> _Input for this task_:
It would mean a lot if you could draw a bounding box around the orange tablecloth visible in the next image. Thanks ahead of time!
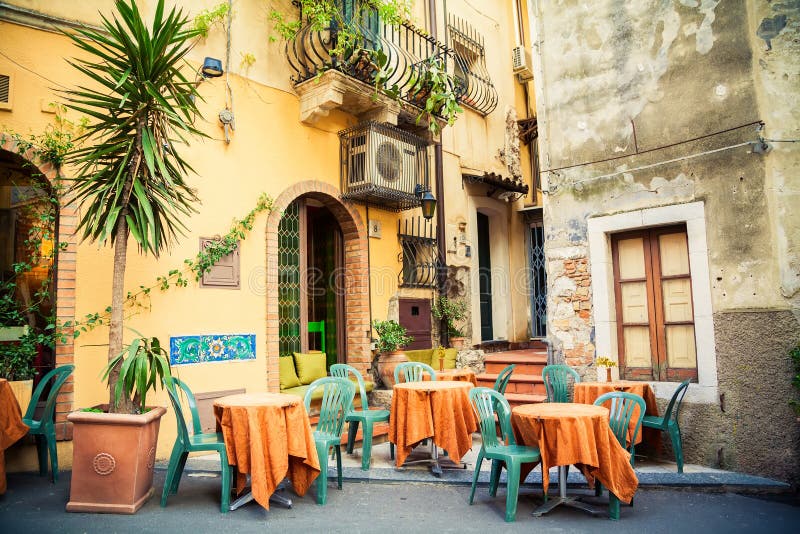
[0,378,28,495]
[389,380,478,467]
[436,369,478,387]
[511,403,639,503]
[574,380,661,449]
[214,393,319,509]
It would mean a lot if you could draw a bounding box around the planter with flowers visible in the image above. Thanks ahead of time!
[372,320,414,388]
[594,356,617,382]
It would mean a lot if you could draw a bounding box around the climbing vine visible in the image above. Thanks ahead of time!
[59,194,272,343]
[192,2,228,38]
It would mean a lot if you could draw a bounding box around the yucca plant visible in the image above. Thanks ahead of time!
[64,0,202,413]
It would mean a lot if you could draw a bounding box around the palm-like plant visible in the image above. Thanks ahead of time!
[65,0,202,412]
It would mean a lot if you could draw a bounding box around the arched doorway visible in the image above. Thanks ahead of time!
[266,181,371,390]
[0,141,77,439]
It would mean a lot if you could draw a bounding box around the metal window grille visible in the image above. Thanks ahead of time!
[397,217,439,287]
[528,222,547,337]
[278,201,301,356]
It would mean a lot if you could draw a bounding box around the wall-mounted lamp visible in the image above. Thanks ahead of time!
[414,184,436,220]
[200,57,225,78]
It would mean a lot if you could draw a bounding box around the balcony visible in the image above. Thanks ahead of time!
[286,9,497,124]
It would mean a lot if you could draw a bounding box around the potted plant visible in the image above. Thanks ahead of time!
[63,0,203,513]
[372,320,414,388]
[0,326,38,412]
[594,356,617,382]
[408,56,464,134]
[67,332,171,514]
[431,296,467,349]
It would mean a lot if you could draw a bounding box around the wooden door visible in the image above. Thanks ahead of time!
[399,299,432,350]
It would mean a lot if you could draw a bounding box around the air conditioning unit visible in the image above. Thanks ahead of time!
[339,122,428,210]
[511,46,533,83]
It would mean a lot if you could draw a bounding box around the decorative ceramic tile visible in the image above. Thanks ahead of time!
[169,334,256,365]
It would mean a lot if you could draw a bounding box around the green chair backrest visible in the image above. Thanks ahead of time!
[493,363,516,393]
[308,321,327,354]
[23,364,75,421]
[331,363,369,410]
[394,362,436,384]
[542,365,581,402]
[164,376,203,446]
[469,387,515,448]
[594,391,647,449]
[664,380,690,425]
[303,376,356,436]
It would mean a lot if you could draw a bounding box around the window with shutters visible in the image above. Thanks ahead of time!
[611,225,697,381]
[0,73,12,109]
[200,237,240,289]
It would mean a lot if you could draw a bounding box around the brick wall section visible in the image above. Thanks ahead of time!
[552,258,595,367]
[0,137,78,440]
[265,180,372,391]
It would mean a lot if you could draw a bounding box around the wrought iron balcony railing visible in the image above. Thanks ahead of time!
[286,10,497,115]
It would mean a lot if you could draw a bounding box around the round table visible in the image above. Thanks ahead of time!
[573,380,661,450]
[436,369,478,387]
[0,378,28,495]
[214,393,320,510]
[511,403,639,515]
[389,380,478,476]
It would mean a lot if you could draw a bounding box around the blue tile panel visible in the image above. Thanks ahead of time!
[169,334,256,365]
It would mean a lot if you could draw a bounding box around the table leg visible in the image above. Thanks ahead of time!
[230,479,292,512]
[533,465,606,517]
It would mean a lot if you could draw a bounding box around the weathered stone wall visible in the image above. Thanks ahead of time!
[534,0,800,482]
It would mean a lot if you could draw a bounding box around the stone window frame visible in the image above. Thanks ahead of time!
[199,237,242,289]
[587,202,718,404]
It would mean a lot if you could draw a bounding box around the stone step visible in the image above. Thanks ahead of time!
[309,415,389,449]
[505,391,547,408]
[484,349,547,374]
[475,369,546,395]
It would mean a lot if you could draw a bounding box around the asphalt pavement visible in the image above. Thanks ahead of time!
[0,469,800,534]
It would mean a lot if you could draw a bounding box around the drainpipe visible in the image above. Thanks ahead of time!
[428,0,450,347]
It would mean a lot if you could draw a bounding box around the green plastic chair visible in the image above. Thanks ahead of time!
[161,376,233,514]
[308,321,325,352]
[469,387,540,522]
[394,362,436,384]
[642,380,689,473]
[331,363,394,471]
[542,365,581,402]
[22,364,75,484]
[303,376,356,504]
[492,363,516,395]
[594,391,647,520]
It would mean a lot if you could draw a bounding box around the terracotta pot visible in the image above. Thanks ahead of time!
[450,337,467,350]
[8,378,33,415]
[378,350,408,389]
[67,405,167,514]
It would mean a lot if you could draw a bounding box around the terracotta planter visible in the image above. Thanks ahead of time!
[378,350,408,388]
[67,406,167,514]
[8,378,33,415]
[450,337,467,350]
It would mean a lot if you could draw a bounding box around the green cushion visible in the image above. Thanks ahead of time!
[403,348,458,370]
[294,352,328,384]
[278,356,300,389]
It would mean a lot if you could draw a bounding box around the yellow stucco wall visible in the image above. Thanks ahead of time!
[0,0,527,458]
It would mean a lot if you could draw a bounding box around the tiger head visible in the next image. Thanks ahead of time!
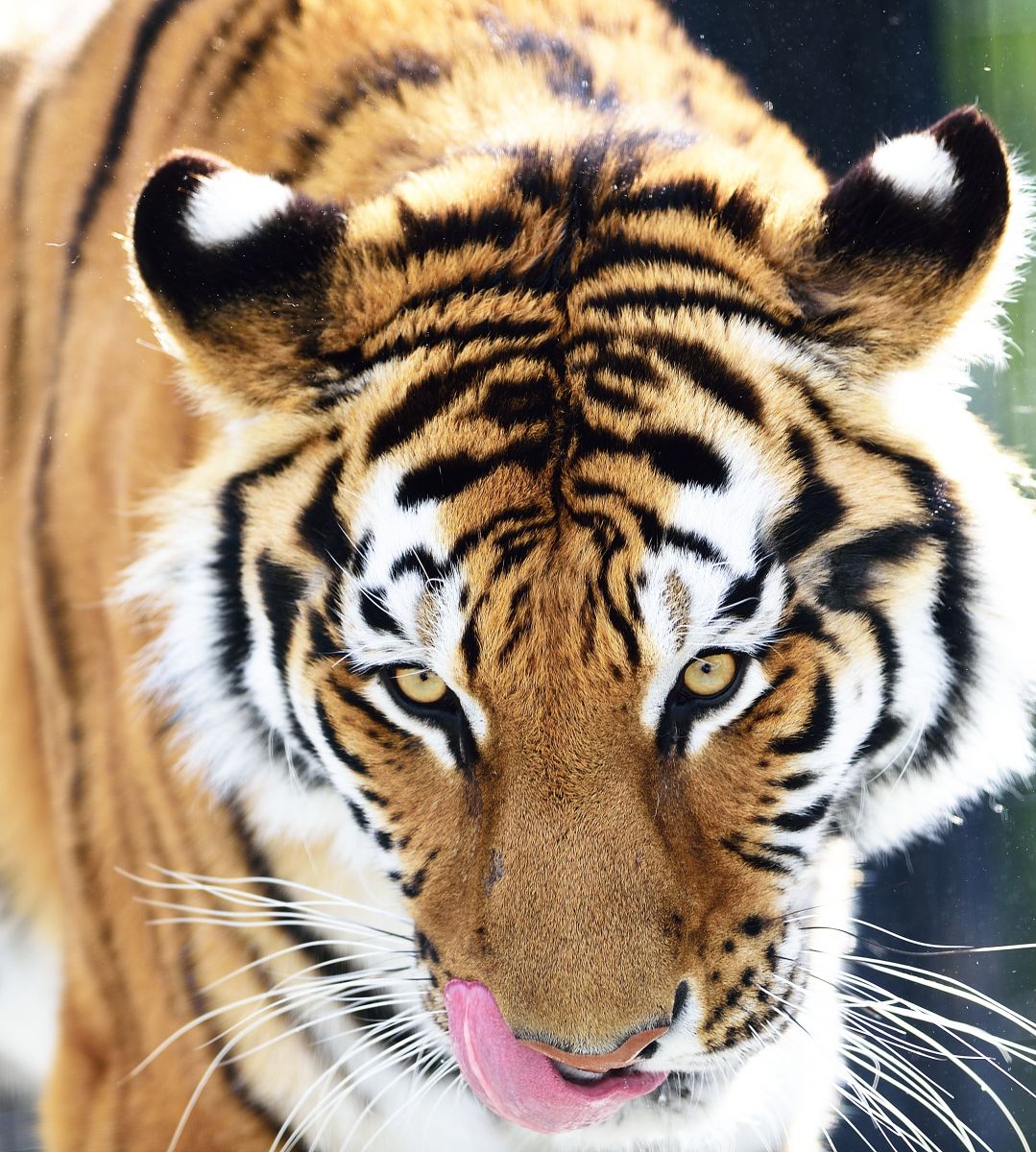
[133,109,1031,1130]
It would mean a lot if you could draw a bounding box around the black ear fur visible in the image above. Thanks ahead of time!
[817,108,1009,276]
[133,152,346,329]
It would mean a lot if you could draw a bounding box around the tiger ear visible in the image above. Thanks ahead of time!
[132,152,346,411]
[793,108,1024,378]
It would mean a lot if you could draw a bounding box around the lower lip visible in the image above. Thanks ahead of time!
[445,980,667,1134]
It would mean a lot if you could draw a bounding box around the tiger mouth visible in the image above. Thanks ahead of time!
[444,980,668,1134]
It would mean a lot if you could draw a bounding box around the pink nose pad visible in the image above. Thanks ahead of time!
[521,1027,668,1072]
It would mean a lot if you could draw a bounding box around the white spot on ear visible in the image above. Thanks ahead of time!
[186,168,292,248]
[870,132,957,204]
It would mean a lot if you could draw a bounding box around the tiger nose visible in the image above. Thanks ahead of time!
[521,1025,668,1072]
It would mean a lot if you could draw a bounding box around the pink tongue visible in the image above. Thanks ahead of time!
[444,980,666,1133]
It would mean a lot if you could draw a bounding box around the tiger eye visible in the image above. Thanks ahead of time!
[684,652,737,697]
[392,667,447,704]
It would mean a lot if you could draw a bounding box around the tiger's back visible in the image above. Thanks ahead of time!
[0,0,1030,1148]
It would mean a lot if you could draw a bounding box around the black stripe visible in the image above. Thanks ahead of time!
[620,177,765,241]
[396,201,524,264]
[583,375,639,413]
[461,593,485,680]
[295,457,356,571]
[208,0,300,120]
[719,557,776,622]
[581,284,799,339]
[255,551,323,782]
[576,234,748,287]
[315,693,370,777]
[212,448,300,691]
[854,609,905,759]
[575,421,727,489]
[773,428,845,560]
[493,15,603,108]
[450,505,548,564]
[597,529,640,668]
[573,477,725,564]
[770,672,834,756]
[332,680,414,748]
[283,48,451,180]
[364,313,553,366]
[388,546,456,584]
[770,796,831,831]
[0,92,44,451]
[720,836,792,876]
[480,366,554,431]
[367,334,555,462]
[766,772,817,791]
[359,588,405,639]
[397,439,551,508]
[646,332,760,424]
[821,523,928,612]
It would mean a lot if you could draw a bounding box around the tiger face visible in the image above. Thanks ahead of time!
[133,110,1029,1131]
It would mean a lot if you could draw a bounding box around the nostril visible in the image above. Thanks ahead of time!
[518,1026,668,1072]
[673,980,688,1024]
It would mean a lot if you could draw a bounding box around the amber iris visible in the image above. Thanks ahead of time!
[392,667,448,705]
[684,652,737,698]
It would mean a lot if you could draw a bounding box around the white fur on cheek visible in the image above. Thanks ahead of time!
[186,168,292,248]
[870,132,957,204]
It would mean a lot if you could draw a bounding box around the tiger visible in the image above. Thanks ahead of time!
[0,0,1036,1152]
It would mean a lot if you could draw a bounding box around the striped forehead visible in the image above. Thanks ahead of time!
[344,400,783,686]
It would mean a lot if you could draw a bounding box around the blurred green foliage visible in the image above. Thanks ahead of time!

> _Work to be completed_:
Your task is to write out the lines from the one with "the white fur" through the end of the records, exactly and with nothing added.

> _Response to this task_:
It would mean a lot if you could draw a bounding box around the white fur on cheek visible in the image above. Thanks ahead of time!
[186,168,292,248]
[870,132,957,204]
It would mean a lot if you could draw a bounding box around the tiger visible in the image above. Thanks ahead of time!
[0,0,1036,1152]
It would mean a lot if you could draw a bounding box around the striped forehead visible in the image above. Thanks ahead of time!
[344,400,783,686]
It would mean a lot if you could draw a bounding box around the blurred green foliage visible in the image above. Thanks ahead of time!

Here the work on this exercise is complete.